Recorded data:
>>>

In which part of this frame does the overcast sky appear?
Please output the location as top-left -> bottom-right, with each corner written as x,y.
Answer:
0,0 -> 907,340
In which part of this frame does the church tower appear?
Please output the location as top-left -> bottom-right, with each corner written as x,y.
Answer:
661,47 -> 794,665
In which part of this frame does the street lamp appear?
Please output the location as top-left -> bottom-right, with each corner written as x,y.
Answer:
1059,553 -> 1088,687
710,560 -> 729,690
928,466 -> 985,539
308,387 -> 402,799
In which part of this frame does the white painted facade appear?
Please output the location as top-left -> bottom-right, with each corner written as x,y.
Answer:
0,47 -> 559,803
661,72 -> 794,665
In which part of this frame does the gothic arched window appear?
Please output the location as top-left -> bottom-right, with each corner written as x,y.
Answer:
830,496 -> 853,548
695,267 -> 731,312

<<<

Count how many lines in the items above contain the string "this", matching case exactly. Reply with the number only.

5